*Brief*
Please state how many lines in the items below contain the string "positive", with case counting. Reply with the number alone.
** Data for processing follows **
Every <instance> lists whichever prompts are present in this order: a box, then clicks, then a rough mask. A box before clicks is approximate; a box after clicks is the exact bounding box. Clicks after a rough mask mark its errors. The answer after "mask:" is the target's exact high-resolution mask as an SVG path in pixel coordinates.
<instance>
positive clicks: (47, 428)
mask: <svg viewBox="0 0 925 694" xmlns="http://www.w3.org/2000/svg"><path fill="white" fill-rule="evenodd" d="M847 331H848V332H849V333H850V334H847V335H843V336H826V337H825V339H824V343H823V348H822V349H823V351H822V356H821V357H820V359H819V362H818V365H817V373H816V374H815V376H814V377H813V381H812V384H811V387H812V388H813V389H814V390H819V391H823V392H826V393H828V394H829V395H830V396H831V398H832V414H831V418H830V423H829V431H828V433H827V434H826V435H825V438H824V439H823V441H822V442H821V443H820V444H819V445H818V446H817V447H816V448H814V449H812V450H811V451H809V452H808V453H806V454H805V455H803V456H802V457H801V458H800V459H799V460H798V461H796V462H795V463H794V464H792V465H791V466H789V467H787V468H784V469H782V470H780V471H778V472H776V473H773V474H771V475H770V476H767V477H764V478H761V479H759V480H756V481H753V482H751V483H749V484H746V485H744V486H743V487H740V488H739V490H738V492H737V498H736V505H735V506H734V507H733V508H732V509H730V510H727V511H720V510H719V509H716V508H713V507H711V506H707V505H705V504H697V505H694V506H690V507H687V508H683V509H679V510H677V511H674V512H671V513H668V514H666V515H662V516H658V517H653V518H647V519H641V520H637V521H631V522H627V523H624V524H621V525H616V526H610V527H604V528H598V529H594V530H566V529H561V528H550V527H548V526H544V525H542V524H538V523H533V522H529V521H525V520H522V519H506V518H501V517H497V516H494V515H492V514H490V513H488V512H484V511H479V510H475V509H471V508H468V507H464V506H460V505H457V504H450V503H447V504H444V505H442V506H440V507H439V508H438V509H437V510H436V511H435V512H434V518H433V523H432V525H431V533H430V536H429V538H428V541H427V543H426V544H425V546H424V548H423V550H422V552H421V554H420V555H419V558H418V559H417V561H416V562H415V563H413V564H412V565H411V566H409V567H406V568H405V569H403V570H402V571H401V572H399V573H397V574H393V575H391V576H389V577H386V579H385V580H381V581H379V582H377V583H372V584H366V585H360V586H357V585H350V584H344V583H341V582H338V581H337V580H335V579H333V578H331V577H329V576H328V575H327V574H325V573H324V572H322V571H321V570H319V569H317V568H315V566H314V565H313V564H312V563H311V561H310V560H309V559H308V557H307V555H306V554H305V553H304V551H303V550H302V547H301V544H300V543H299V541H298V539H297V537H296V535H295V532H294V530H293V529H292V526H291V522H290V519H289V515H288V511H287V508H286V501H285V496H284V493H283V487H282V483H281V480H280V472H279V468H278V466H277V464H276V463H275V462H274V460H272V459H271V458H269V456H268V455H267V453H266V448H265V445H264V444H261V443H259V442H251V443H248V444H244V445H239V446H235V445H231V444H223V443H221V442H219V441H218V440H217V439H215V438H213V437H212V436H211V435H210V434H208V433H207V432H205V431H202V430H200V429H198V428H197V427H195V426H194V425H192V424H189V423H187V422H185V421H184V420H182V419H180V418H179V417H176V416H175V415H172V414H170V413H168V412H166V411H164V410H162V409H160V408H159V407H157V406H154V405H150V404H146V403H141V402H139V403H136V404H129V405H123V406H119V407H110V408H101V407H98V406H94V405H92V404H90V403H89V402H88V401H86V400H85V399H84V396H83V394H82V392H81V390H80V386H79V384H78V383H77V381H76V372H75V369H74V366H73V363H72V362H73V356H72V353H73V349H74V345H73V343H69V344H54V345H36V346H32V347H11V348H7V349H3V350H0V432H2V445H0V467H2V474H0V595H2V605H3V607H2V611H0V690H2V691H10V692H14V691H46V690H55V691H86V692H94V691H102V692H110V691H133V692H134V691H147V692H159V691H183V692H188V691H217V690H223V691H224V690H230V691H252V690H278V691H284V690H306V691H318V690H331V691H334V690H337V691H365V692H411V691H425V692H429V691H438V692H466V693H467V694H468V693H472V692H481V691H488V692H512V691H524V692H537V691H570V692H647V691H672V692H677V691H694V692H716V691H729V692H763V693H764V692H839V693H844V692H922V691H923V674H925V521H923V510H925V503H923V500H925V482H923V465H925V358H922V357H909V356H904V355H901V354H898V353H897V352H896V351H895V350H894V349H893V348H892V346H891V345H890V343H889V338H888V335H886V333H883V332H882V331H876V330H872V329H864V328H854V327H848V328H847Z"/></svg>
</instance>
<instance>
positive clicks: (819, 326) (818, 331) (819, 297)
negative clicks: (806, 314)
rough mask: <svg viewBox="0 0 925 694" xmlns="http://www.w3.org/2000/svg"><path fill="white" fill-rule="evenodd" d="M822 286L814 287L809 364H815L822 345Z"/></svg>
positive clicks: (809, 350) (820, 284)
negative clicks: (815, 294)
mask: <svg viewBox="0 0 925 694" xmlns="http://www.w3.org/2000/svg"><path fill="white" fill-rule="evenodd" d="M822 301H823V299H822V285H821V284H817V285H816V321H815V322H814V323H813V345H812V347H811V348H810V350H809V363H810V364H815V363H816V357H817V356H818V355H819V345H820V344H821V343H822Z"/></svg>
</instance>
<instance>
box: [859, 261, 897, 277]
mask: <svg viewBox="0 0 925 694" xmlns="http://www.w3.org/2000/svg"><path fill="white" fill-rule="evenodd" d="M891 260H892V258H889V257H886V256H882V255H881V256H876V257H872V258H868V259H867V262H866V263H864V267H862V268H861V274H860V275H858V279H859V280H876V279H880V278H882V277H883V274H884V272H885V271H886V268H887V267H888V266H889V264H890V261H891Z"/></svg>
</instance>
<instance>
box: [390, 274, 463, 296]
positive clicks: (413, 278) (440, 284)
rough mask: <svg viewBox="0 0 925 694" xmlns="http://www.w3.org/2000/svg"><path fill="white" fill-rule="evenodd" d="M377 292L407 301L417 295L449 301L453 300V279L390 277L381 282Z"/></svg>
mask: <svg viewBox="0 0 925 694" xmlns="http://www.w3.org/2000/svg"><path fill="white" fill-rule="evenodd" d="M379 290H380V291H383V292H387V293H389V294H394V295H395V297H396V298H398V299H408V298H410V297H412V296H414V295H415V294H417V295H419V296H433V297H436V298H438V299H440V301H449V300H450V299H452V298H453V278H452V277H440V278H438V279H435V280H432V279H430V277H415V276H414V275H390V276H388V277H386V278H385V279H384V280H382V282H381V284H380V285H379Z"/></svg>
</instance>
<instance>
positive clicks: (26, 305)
** End of Data for processing **
*Completed exercise*
5